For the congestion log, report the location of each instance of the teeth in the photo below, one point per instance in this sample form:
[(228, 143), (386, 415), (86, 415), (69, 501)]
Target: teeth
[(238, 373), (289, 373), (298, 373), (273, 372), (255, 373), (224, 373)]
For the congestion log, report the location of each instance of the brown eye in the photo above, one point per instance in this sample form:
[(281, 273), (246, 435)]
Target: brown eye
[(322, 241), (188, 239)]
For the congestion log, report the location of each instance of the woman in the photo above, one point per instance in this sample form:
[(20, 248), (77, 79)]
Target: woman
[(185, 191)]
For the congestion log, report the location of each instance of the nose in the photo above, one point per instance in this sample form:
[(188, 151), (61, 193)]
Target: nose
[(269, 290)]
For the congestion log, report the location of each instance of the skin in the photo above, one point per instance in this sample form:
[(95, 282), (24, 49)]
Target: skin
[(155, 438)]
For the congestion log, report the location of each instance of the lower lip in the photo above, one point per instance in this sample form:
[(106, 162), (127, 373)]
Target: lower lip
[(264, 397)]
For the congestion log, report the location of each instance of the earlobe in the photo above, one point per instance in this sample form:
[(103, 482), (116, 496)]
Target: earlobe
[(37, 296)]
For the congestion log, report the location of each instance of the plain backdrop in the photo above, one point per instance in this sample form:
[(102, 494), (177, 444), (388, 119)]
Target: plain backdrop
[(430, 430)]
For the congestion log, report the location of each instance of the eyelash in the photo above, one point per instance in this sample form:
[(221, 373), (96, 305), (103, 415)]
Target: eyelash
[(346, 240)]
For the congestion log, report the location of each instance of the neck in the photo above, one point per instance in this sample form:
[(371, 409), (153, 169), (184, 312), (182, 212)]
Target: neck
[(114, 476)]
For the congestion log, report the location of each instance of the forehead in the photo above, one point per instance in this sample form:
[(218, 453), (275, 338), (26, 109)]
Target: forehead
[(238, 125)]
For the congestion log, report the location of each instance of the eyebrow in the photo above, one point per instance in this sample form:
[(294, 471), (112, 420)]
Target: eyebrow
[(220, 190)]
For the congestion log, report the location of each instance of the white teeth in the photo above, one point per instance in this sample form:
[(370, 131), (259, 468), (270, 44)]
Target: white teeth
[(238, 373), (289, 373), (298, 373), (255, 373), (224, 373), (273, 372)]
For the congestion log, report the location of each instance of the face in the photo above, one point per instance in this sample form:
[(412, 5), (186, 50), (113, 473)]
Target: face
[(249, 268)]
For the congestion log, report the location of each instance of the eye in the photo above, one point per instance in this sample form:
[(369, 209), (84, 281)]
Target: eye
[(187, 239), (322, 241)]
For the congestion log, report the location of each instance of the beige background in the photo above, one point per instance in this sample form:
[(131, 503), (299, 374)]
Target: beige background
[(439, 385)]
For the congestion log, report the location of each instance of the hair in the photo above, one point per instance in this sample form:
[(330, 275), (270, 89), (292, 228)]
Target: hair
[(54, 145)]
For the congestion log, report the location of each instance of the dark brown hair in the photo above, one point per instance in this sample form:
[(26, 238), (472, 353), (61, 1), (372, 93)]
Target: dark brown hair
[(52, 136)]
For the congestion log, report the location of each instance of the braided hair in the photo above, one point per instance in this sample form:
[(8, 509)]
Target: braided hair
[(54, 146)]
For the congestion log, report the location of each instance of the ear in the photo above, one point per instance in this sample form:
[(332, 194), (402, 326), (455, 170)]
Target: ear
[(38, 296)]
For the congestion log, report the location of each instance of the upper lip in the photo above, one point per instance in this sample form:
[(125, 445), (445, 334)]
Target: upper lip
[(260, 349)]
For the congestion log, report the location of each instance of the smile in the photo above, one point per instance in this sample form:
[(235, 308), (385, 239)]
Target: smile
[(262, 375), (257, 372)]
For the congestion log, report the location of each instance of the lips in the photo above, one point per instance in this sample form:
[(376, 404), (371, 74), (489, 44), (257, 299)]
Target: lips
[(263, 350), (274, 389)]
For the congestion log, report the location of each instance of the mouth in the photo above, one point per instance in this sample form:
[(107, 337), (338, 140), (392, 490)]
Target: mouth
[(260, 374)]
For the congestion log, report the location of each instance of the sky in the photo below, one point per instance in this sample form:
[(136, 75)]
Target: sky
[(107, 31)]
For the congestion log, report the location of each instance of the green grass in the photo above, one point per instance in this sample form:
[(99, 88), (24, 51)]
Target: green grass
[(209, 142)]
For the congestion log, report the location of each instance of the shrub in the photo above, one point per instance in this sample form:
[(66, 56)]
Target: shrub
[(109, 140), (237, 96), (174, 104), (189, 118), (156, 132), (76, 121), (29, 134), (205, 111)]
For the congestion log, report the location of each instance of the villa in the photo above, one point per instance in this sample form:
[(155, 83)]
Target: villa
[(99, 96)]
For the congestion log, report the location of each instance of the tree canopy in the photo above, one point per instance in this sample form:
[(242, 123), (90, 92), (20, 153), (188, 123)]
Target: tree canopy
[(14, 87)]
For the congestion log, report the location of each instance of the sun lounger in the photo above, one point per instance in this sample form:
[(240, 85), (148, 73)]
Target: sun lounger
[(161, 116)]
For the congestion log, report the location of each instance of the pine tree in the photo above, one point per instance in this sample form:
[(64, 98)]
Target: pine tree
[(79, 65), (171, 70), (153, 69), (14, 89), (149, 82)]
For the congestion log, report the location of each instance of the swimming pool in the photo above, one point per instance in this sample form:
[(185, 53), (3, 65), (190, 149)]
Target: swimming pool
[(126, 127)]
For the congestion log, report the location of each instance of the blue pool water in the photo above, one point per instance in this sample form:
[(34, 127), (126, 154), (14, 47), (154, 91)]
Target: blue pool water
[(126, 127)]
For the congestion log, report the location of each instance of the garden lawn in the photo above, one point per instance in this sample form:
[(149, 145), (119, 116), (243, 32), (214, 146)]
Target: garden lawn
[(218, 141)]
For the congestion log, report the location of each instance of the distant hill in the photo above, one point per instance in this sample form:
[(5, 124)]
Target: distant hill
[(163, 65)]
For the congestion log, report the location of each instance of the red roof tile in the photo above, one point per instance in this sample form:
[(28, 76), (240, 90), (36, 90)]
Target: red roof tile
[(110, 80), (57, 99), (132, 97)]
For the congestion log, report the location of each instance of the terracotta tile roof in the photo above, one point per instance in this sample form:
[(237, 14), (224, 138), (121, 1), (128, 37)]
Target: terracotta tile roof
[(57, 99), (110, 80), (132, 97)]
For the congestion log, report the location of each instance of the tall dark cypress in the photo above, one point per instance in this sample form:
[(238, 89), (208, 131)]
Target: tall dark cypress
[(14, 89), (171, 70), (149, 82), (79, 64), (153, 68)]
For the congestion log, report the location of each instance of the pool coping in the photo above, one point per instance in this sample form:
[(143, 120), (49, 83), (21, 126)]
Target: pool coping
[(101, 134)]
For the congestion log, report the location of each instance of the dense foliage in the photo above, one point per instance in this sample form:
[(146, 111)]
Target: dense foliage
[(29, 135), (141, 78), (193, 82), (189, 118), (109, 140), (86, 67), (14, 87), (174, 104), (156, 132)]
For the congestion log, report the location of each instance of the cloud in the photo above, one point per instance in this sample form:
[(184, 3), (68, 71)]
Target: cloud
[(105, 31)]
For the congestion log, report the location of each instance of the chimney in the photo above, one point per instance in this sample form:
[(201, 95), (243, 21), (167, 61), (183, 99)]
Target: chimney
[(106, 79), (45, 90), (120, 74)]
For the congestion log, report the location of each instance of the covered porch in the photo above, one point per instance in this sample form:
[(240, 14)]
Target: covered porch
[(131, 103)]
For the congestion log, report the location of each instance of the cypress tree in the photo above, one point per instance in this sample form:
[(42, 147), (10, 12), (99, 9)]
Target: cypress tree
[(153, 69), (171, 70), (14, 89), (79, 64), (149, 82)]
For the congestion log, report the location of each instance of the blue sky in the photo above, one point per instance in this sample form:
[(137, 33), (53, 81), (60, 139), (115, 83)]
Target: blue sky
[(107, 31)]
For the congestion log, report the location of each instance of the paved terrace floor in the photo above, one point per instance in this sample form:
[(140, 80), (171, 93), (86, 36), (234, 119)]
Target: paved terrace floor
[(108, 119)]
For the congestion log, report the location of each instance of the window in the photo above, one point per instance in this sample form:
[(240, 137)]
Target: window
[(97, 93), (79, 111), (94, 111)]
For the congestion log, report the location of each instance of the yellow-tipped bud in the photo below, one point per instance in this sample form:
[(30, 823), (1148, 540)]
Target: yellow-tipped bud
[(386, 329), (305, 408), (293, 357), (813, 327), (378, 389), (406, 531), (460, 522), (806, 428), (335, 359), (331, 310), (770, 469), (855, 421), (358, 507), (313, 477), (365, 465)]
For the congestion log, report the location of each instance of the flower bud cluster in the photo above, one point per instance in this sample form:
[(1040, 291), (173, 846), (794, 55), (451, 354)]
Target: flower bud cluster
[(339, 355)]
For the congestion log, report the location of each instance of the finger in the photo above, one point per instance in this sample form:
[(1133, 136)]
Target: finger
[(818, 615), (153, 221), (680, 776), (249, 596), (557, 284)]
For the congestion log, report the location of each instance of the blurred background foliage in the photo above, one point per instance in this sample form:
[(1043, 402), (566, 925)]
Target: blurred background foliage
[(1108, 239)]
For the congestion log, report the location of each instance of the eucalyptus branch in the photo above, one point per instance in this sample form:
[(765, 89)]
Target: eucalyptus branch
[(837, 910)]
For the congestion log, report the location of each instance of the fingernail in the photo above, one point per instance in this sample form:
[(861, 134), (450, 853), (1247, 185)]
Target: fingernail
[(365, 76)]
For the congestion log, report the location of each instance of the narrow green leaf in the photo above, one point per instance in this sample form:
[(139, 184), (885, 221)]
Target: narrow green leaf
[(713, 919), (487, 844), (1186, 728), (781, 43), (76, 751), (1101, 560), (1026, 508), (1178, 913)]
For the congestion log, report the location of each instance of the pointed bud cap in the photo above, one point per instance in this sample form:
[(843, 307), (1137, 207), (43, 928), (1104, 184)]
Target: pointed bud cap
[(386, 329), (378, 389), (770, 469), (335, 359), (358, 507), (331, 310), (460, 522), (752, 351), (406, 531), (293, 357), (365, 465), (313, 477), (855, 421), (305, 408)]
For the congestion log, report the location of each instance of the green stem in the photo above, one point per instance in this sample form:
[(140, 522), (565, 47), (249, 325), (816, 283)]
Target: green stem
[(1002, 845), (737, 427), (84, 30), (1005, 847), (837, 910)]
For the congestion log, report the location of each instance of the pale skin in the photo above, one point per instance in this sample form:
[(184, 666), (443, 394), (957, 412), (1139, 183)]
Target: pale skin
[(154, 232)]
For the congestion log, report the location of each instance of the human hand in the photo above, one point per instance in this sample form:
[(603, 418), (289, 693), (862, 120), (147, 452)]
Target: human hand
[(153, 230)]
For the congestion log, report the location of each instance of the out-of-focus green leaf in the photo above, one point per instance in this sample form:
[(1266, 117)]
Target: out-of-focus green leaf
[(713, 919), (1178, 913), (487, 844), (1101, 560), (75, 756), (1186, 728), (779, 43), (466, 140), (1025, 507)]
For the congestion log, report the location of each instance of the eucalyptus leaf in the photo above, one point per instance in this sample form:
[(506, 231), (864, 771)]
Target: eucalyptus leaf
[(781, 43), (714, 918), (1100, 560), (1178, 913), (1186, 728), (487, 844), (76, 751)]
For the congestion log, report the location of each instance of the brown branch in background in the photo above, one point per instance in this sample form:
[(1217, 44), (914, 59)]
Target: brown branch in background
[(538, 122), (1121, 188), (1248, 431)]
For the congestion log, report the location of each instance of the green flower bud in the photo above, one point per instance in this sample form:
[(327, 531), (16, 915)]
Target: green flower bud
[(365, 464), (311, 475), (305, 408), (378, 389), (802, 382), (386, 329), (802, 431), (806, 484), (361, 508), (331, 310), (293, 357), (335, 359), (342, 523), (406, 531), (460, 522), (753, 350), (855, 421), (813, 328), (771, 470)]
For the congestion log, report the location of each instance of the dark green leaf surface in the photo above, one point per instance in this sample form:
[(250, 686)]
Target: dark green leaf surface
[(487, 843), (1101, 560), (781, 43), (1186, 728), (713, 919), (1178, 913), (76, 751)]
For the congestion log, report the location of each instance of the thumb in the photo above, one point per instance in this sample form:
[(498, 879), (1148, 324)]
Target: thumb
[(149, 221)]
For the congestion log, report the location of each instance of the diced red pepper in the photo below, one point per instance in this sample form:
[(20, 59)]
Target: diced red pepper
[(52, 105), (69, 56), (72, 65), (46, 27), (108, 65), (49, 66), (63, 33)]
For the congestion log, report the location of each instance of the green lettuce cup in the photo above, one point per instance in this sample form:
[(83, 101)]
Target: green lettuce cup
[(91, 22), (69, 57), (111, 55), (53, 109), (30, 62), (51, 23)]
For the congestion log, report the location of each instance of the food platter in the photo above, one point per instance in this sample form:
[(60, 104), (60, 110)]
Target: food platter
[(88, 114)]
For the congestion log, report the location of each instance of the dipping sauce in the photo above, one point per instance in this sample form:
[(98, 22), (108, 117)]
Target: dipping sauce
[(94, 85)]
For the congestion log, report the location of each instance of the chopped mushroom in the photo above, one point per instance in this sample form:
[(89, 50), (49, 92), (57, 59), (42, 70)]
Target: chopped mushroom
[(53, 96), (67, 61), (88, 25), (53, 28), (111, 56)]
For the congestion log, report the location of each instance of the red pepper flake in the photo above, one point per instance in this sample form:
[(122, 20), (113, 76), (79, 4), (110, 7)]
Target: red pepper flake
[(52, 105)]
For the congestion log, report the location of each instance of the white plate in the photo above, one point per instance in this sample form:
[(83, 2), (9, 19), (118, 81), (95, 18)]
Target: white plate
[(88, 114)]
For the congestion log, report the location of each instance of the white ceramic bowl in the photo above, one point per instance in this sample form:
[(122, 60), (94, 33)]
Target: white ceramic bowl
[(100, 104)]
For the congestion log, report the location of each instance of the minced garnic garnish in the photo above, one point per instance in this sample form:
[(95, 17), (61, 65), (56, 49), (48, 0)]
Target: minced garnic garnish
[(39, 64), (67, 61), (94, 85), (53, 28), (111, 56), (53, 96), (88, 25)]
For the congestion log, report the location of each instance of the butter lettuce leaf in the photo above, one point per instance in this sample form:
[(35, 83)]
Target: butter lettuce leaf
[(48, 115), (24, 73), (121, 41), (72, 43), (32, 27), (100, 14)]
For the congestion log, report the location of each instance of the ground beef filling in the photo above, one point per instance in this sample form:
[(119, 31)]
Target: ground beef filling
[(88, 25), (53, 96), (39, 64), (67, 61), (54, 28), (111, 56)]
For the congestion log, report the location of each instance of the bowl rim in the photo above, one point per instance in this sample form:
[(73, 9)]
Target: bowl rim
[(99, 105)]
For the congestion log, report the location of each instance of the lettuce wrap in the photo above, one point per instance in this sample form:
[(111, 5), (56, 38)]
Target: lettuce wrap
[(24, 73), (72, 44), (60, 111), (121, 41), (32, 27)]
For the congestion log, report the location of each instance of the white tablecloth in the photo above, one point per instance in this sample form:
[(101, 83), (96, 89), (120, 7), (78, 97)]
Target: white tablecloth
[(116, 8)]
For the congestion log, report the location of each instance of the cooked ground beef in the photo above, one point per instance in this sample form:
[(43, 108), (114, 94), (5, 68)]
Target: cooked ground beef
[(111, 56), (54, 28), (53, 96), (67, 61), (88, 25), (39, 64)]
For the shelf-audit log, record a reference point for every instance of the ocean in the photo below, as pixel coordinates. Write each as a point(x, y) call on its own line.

• Task instructions: Copy each line above holding "below".

• Problem solution:
For the congestion log, report the location of each instance of the teeth in the photo below, one point per instance in this sample form:
For the congestion log, report the location of each instance of the sky in the photo below, one point per instance in this sample form:
For the congestion log, report the location of each instance of the yellow-tipped bud in the photo below, one point per instance in this sample form:
For the congestion log, report the location of each instance of the diced red pepper in the photo below, one point per instance in this sample form:
For the shelf-audit log, record a reference point for every instance of the ocean in the photo below, as pixel coordinates. Write each as a point(x, y) call on its own line.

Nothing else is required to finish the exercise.